- [TASK DESCRIPTION]
Update the items by replacing each "dot" with "marker" and keeping everything else unchanged. Leave the pictures out of your version.

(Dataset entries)

-----

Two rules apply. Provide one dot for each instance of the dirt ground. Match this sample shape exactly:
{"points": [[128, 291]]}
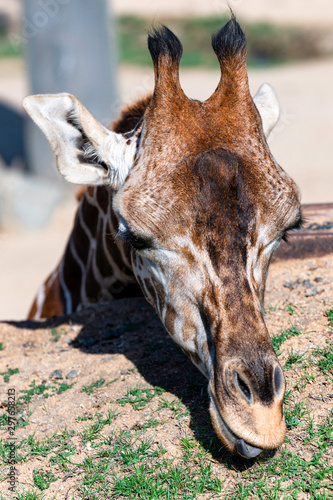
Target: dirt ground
{"points": [[301, 143], [125, 344]]}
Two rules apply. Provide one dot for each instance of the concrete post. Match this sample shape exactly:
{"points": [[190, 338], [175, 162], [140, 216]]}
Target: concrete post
{"points": [[69, 48]]}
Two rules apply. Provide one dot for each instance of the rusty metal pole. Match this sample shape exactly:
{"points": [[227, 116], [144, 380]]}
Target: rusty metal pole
{"points": [[70, 47]]}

-----

- [SOLUTION BELOW]
Two rules apply. Provide one marker for each instance of the dirt ground. Match this sample shape exactly:
{"points": [[128, 291]]}
Target: dirt ground
{"points": [[301, 143], [125, 344]]}
Two rules apply. Provide one marker for each instance of the concrete post. Match this sample shape exactly:
{"points": [[190, 338], [175, 162], [140, 216]]}
Target: concrete post
{"points": [[69, 48]]}
Two rules apply. Provide one marker for each instance of the rusty metal pole. Match this sample shape exactly:
{"points": [[227, 116], [144, 380]]}
Target: rusty metal pole
{"points": [[70, 47]]}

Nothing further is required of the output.